/---

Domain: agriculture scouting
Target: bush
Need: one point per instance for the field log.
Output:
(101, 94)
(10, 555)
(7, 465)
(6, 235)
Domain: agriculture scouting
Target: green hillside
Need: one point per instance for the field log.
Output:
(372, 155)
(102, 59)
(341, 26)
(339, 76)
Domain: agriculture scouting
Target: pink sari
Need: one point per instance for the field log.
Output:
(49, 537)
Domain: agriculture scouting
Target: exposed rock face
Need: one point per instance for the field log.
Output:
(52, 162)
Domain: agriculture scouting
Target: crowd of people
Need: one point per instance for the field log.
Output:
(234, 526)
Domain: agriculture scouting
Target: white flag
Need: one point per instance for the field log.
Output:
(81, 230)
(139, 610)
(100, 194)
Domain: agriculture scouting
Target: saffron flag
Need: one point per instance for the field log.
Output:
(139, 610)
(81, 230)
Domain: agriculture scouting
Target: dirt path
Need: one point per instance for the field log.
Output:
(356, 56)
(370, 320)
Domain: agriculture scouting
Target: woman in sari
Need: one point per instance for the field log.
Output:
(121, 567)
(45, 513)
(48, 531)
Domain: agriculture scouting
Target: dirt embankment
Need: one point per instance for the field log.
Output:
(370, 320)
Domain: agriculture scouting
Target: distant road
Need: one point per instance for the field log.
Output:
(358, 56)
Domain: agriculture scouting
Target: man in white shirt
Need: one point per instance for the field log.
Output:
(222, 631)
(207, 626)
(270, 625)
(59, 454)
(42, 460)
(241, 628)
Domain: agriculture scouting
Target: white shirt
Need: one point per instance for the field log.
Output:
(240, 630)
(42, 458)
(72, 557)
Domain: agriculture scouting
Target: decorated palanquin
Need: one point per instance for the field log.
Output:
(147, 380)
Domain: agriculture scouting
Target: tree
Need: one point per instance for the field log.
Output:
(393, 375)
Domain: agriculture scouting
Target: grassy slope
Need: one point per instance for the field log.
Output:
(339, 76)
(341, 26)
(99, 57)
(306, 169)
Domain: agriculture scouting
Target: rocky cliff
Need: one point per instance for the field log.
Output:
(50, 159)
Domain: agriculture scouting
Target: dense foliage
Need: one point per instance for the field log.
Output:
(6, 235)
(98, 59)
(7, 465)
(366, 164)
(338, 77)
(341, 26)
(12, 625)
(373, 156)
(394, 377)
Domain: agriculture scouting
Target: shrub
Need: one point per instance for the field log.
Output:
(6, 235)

\---

** Written exercise **
Repeat all of the records above exactly as written.

** Exercise answer **
Domain: agriculture scouting
Target: bush
Need: one point per instance for the field log.
Output:
(101, 94)
(10, 555)
(7, 465)
(6, 235)
Domain: agriculture scouting
Target: green hillside
Need: one point per instance for the field log.
Output:
(372, 155)
(102, 59)
(341, 26)
(339, 76)
Domain: agriculture scouting
Target: pink sari
Need: one point per instance for the field log.
Output:
(49, 537)
Domain: agriculture scouting
Target: exposed rock face
Need: one point per instance for the field log.
Output:
(52, 162)
Domain: agriculture scouting
Target: crowd of people
Need: one point per instance for the field log.
Output:
(234, 526)
Domain: agriculture scouting
Target: white flag
Need: one point per instance for the field log.
Output:
(81, 230)
(139, 610)
(100, 194)
Domain: agriculture scouting
Target: saffron flag
Need: one point per instance for the field log.
Output:
(139, 610)
(81, 230)
Domain: agriculture scouting
Target: dirt path
Need: one point per instance for the field log.
Output:
(356, 56)
(370, 320)
Domain: agriculture scouting
Target: woman in sari
Need: one point per instance for the field log.
Output:
(121, 567)
(45, 513)
(48, 531)
Domain: agriculture scouting
Target: dirt embankment
Need: one point per instance for the field log.
Output:
(370, 320)
Domain: agriculture scouting
Target: distant road
Need: one point per instance for the field log.
Output:
(358, 56)
Domain: agriculture scouting
Target: man in white shirt
Need: one point per instance for the field log.
Output:
(222, 631)
(207, 626)
(270, 625)
(59, 454)
(42, 460)
(241, 628)
Domain: agriculture scouting
Target: white shirt
Need: one point per instance for the field log.
Output:
(240, 630)
(42, 458)
(72, 557)
Domain: agriculture scouting
Target: decorated palanquin
Need: one point per instance for the field log.
Output:
(147, 380)
Domain: agriculture scouting
Target: tree
Need: one point per instance for the field log.
Output:
(393, 375)
Domain: agriculture scouting
Target: grassy slope
Need: one point per instance for the field log.
Output:
(339, 76)
(341, 26)
(99, 57)
(306, 169)
Domain: agriculture scouting
Target: rocky cliff
Need: one point per instance for the field log.
Output:
(50, 159)
Domain: agriculture scouting
Target: dense foliage
Need: one point per instance for the field log.
Output:
(6, 235)
(98, 59)
(7, 465)
(366, 164)
(338, 77)
(341, 26)
(12, 625)
(373, 156)
(394, 377)
Domain: agriculture scouting
Target: shrub
Need: one point per instance for the field log.
Output:
(6, 235)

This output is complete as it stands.